Retype everything from the line containing "Where can the small" down to the end of the entries below, leaving the pictures out of your answer.

### DATA FOR THIS TASK

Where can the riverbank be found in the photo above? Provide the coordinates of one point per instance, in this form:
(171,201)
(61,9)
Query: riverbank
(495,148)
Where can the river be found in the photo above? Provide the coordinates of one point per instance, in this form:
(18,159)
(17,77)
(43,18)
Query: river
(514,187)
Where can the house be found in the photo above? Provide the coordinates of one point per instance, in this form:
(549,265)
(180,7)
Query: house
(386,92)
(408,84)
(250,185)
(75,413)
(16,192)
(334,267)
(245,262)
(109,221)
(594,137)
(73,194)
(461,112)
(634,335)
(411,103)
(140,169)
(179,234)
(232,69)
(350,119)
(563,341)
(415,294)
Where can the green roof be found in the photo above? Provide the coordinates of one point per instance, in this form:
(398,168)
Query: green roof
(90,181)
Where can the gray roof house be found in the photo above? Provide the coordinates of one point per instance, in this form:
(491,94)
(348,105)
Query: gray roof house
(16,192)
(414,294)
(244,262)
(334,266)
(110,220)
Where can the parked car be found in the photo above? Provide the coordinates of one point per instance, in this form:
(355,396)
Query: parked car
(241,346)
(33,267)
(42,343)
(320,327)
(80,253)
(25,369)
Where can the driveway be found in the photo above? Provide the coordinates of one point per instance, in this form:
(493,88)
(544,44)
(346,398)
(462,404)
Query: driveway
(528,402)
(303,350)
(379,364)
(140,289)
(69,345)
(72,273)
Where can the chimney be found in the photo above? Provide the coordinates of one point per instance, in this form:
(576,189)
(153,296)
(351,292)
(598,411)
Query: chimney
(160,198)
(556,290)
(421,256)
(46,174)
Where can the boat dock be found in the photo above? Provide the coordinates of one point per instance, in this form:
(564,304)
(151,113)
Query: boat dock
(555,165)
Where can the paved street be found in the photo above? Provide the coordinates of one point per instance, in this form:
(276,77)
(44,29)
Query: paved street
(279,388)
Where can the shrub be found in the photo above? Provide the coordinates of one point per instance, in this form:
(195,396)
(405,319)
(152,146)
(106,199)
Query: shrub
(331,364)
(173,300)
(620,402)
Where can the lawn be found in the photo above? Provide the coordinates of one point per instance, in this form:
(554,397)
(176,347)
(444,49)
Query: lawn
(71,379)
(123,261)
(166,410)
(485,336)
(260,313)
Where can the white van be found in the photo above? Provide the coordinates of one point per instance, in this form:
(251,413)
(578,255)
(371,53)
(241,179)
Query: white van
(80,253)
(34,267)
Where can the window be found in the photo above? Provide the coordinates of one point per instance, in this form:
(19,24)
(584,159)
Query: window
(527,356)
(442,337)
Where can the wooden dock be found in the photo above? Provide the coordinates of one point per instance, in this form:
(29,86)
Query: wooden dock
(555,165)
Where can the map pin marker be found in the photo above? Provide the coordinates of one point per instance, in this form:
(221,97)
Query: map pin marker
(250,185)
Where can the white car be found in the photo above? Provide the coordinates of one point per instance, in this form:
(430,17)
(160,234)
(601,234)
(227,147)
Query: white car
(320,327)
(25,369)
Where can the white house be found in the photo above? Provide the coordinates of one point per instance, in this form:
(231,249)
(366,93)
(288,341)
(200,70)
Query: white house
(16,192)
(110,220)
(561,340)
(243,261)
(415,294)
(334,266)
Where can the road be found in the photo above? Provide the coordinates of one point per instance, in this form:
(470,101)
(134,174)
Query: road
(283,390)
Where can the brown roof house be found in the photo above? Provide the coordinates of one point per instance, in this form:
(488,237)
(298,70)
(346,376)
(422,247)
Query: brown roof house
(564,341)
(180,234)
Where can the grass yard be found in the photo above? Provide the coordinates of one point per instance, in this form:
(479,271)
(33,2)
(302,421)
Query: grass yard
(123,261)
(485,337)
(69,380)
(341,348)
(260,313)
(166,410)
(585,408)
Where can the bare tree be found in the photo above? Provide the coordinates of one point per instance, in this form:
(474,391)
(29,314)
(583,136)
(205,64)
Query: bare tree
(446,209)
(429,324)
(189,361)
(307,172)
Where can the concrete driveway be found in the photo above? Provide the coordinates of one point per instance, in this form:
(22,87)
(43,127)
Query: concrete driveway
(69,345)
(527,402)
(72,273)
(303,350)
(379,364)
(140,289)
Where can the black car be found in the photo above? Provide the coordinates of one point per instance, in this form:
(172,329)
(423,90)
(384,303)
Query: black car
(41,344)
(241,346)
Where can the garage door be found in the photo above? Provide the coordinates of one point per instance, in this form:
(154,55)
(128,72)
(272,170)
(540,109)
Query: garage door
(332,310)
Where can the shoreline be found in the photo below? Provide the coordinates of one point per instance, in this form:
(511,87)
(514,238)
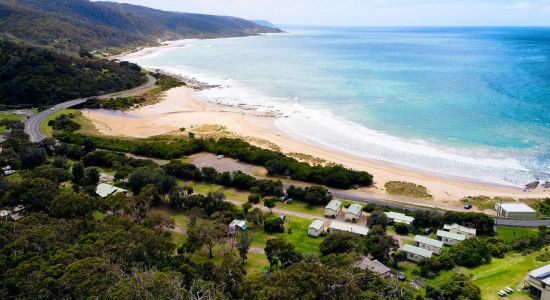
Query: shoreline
(182,107)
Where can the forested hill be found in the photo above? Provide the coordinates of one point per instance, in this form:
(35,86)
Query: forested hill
(70,25)
(37,76)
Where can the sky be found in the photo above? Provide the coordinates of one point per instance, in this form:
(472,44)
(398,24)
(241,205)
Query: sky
(370,12)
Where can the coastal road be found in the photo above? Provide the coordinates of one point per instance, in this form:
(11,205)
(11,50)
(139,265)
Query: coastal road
(32,125)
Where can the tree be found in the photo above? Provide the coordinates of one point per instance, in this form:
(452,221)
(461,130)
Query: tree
(340,242)
(254,198)
(317,195)
(280,251)
(204,232)
(274,224)
(150,285)
(243,242)
(71,205)
(32,157)
(269,203)
(380,245)
(377,217)
(456,286)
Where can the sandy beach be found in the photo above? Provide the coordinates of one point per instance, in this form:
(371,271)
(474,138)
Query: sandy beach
(182,111)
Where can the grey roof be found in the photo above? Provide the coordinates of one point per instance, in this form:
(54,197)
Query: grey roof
(542,274)
(317,224)
(372,265)
(334,205)
(460,228)
(418,251)
(428,241)
(450,235)
(349,227)
(104,189)
(516,207)
(355,209)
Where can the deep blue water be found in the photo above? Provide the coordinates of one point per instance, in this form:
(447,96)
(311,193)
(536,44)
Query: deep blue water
(469,102)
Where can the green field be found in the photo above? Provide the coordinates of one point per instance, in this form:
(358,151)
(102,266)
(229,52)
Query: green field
(47,130)
(298,237)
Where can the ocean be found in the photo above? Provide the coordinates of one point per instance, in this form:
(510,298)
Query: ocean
(463,102)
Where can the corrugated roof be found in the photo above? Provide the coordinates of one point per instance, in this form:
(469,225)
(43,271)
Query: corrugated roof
(450,235)
(349,227)
(317,224)
(516,207)
(104,190)
(373,265)
(355,209)
(399,217)
(428,241)
(418,251)
(460,228)
(334,205)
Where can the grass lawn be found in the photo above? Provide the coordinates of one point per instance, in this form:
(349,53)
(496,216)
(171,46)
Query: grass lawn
(298,237)
(513,233)
(47,130)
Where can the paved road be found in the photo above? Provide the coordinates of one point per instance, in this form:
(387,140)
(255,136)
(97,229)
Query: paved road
(32,125)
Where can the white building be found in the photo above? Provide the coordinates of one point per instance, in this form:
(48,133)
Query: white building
(395,217)
(429,244)
(465,231)
(539,283)
(316,228)
(415,253)
(339,226)
(515,210)
(354,212)
(333,208)
(449,238)
(236,225)
(104,190)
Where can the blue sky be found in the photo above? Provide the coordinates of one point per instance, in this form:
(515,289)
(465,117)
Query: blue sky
(371,12)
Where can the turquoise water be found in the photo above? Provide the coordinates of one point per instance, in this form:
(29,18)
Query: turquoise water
(467,102)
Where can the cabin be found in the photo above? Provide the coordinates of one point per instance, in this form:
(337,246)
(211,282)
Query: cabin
(395,217)
(415,253)
(375,266)
(316,228)
(353,213)
(539,283)
(429,244)
(105,189)
(333,208)
(449,238)
(465,231)
(237,225)
(515,211)
(339,226)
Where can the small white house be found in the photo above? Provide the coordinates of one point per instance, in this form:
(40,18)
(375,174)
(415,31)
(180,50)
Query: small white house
(105,189)
(415,253)
(465,231)
(237,225)
(395,217)
(515,211)
(539,283)
(340,226)
(449,238)
(354,212)
(429,244)
(333,208)
(316,228)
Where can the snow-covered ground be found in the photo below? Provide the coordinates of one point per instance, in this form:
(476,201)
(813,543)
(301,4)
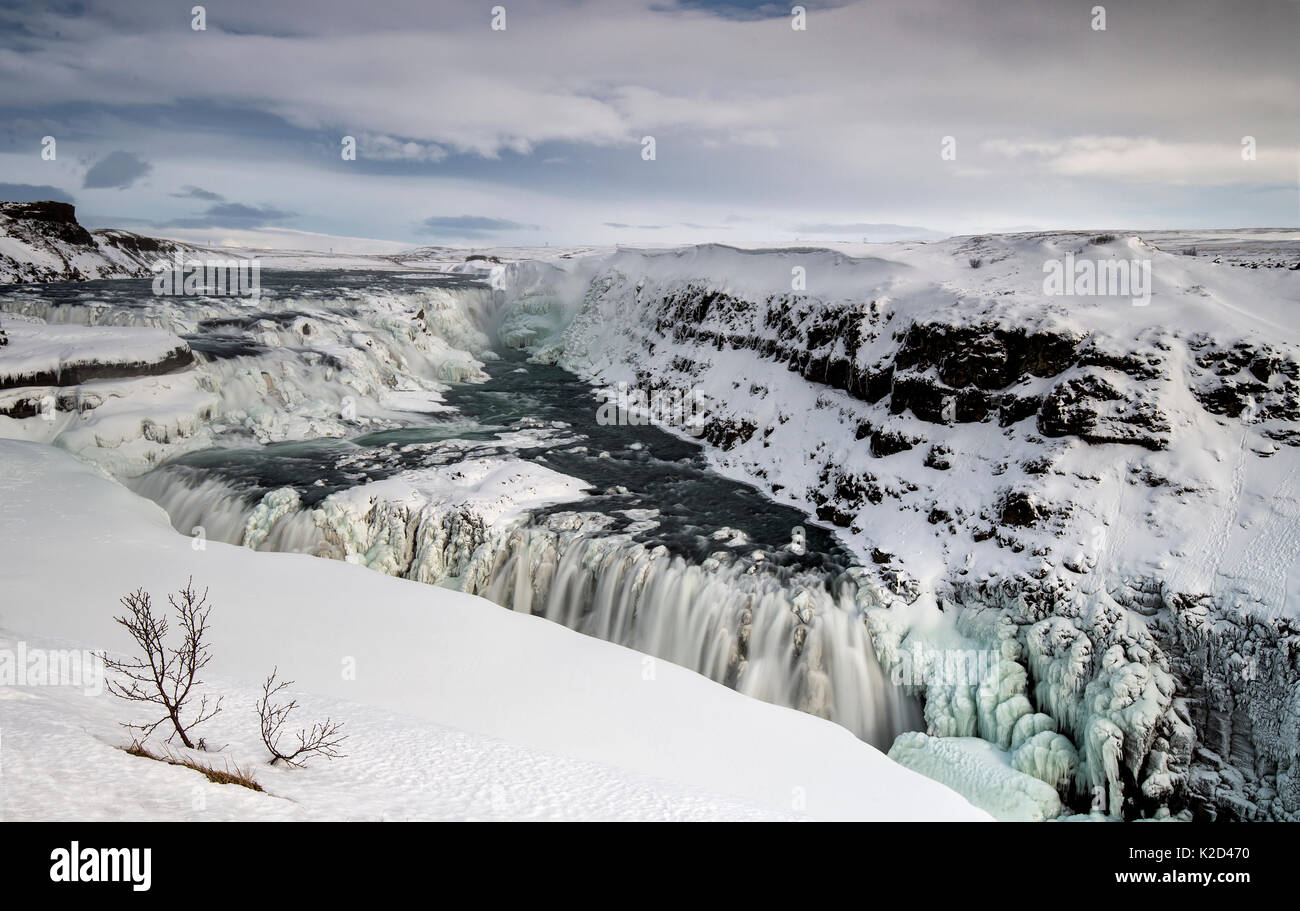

######

▸ RESPONSE:
Where can the small white house be found in the photo above? Provide the coordinates of one point per instance, in this form:
(40,18)
(375,174)
(415,31)
(180,50)
Query: small white house
(105,189)
(415,253)
(465,231)
(237,225)
(395,217)
(515,211)
(539,283)
(340,226)
(449,238)
(354,212)
(429,244)
(333,208)
(316,228)
Where can the snow-covered ground be found in the photo below? Provide the coordinates of one point per instance, in this form:
(476,201)
(813,543)
(301,4)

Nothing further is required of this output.